# Your task
Rewrite the listing below, swapping every "crop-scouting record" for "field survey log" and leaving everything else as it stands.
======== Stored rows ========
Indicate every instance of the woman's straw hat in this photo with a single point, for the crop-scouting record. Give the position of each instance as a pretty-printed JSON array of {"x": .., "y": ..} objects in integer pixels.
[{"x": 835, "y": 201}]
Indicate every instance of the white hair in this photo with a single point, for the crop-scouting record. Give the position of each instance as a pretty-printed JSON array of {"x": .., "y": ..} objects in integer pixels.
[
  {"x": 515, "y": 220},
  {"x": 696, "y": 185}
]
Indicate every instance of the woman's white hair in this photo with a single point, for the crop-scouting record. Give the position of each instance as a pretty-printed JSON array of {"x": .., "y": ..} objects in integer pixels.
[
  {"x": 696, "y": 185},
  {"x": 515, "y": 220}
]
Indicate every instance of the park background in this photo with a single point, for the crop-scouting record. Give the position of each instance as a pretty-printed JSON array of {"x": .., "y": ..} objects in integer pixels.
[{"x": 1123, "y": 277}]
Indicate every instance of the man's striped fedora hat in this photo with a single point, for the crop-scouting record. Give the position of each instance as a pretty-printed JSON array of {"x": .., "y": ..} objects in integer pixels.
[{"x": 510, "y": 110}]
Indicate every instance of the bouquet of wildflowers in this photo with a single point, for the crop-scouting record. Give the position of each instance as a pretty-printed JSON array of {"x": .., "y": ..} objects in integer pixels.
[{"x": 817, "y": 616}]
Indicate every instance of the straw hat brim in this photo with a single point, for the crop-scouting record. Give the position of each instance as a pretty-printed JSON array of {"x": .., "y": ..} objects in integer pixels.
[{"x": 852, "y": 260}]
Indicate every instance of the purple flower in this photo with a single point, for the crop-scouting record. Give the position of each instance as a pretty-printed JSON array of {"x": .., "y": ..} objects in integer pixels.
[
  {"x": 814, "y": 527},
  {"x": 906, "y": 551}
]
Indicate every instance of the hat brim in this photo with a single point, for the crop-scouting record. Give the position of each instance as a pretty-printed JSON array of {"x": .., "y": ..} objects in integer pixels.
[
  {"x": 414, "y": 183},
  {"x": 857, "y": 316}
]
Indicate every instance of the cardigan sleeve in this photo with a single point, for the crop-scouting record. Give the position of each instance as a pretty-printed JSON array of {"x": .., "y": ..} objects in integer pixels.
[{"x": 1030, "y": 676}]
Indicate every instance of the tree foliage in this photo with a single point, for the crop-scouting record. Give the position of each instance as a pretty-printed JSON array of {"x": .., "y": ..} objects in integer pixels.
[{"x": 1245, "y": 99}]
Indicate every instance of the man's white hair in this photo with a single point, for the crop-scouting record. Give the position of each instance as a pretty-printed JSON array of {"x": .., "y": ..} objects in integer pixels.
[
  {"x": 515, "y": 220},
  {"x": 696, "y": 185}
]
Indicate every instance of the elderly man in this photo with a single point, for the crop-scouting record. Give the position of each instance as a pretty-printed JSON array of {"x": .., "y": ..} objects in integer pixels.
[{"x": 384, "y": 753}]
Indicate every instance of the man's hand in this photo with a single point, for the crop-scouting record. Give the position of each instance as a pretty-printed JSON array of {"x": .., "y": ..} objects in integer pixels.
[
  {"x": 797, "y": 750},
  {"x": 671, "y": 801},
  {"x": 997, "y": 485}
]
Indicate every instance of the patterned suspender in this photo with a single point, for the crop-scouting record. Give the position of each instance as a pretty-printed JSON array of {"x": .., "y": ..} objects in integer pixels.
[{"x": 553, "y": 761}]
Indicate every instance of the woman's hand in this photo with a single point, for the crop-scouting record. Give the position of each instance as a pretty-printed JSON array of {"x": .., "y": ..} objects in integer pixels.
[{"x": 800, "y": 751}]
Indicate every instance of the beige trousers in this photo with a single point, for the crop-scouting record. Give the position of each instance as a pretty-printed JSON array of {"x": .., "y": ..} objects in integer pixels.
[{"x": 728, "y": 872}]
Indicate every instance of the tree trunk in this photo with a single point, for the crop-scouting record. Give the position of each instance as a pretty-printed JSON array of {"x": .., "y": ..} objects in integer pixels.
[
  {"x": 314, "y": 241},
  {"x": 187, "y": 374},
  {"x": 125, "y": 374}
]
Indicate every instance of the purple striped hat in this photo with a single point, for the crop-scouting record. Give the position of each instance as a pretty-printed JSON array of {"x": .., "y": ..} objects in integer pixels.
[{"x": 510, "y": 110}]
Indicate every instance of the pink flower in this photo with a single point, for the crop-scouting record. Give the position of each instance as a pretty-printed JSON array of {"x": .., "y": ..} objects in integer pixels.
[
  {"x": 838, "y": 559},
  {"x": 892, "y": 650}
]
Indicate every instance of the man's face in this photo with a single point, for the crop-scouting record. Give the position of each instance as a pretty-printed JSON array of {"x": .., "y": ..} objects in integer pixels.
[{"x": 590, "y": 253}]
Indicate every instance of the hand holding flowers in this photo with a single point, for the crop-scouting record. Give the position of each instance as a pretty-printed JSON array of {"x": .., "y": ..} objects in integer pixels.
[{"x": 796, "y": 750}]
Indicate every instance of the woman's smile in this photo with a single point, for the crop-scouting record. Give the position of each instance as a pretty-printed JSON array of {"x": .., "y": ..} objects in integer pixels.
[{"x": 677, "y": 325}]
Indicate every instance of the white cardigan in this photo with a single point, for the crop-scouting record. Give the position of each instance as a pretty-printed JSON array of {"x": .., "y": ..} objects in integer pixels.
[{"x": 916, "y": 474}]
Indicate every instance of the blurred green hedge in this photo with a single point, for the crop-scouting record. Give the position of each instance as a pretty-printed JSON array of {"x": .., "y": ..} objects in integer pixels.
========
# Solution below
Indicate every instance of the woman's straw hat in this photo with a single point, for the field survey log. Give the position of each instance as a pretty-printed JSON array of {"x": .., "y": ..} objects in integer pixels.
[{"x": 835, "y": 201}]
Indicate every instance of the white hair in this photo with a single point, for the field survey log. Give the position of each instance as a pretty-printed JSON array of {"x": .., "y": ..} objects in integer pixels.
[
  {"x": 515, "y": 220},
  {"x": 696, "y": 185}
]
Indicate every instance of the woman's white hair in this photo with a single point, for the field survey log. Give the position of each instance as a pretty-printed JSON array of {"x": .., "y": ..} objects in integer pixels.
[
  {"x": 696, "y": 185},
  {"x": 515, "y": 220}
]
Indicate every instance of the park background in this photo with a single point, for the field survey log. Give the position of each instance as a pretty-printed JSON array of {"x": .., "y": ..} objects in integer pixels.
[{"x": 1123, "y": 277}]
Indicate every instance of the man's striped fedora hat in this photo with a single point, for the field survey log. Give the position of each instance as a pretty-printed JSON array of {"x": .., "y": ..} objects in integer pixels.
[{"x": 510, "y": 110}]
Indicate every instance of the bouquet of wildflowers in this photo with a single point, for the field survey log. Give the position of each instance as a pretty-printed JSON array of {"x": .., "y": ..} objects in integer pixels.
[{"x": 817, "y": 616}]
Indicate every instance of the straw hat brim in this photo with a single point, for the field survey log. Give the position of each instance as a pretty-printed JSON array of {"x": .., "y": ..} objects in integer pixels.
[{"x": 852, "y": 260}]
Indicate every instance of the purple flower in this photo with a single point, for the field survey log. Give the position of each instance as a pretty-printed JSON array of {"x": .., "y": ..} objects in integer pixels.
[
  {"x": 814, "y": 527},
  {"x": 906, "y": 551}
]
Indicate every instance of the hat brim in this photo with a single point, for the field survey log. Give the position of each instance as a pretty-printed JSON array of {"x": .., "y": ..} objects in integer pixels.
[
  {"x": 414, "y": 183},
  {"x": 857, "y": 316}
]
Indicate every instance of the cardigan sleeve in this photo with a single point, for the field survey log. Give the position of each instance as a pretty-printed JSON array of {"x": .., "y": ..} objects in integer pixels.
[{"x": 1030, "y": 676}]
Indicate every instance of the tree foliage in this photo with a single point, for the field survey log. Give the position of each instance as a pretty-printed JSON array of {"x": .., "y": ..} objects in integer pixels.
[{"x": 1245, "y": 99}]
Indicate every instance of the man's white hair in this photo with a single point, for the field survey log. Give the position of each instance as a pretty-printed JSON array of {"x": .., "y": ..} objects in integer pixels.
[
  {"x": 515, "y": 220},
  {"x": 696, "y": 185}
]
Indicate every instance of the elderly man in this photo with a single point, for the field survey log. Give the position of each instance as a pretty-printed JSON array of {"x": .., "y": ..} objects in integer pixels.
[{"x": 384, "y": 753}]
Indicate every instance of the man's hand in this photo with a single point, for the field survey log. Give the position of each instance as a pretty-printed JSON array of {"x": .., "y": ..} objects in integer pixels.
[
  {"x": 797, "y": 750},
  {"x": 671, "y": 801},
  {"x": 997, "y": 485}
]
Indicate every instance of the patterned suspender in this photo with a single point, for the field survey log. Give the position of each instance as a pretty-printed JSON array of {"x": .., "y": ..} objects in integer pixels.
[{"x": 553, "y": 761}]
Indicate every instance of the woman's hand in this photo with a single point, for the field survey log. Give the position of each instance as a pretty-printed JSON array of {"x": .., "y": ..} objects in integer pixels.
[{"x": 800, "y": 751}]
Indicate every instance of the beige trousers in this photo with a single point, for the field survey log. Give the position of each instance as a pretty-printed JSON array of {"x": .., "y": ..} objects in integer pixels.
[{"x": 728, "y": 872}]
Indicate every instance of the tree trunk in this photo with a single point, for the field survey log. Give the position of each instance as a pretty-printed JSON array of {"x": .., "y": ..} objects in integer pixels.
[
  {"x": 314, "y": 241},
  {"x": 187, "y": 374},
  {"x": 125, "y": 374}
]
Indicate every instance of the purple striped hat in this photo with a single point, for the field survey log. Give the position of each instance as a pretty-printed JSON array of {"x": .., "y": ..} objects in integer pixels.
[{"x": 510, "y": 110}]
Indicate every instance of the pink flower in this photo with a single point, for the field survey log. Give the position of each instance as a pretty-printed JSON array of {"x": .., "y": ..} objects in integer pixels.
[
  {"x": 838, "y": 559},
  {"x": 892, "y": 650}
]
Indicate every instance of the man's face in this photo with a single point, for the field survey log. Give the position of each instance as a pretty-printed JSON array of {"x": .., "y": ..} objects in integer pixels.
[{"x": 590, "y": 253}]
Indicate every instance of the hand holding flowers in this photo with a single point, for the field survey log. Give the position of each instance as a pretty-printed JSON array of {"x": .., "y": ..} objects in integer pixels.
[{"x": 796, "y": 750}]
Indicate every instance of the woman's smile in this photo with a single point, for the field survey log. Give the position of each instance as a pretty-printed JSON array of {"x": .., "y": ..} objects in integer pixels.
[{"x": 677, "y": 325}]
Indicate every instance of the white cardigan in this photo with a single point, for the field survey log. Give the position of each instance as a pretty-printed JSON array of {"x": .., "y": ..} objects in integer pixels.
[{"x": 916, "y": 474}]
Indicate every instance of the blurred green hedge in this photo with a single point, for the field survey log. Give the position of each instance as a pretty-printed JSON array of {"x": .., "y": ..} objects in integer pixels.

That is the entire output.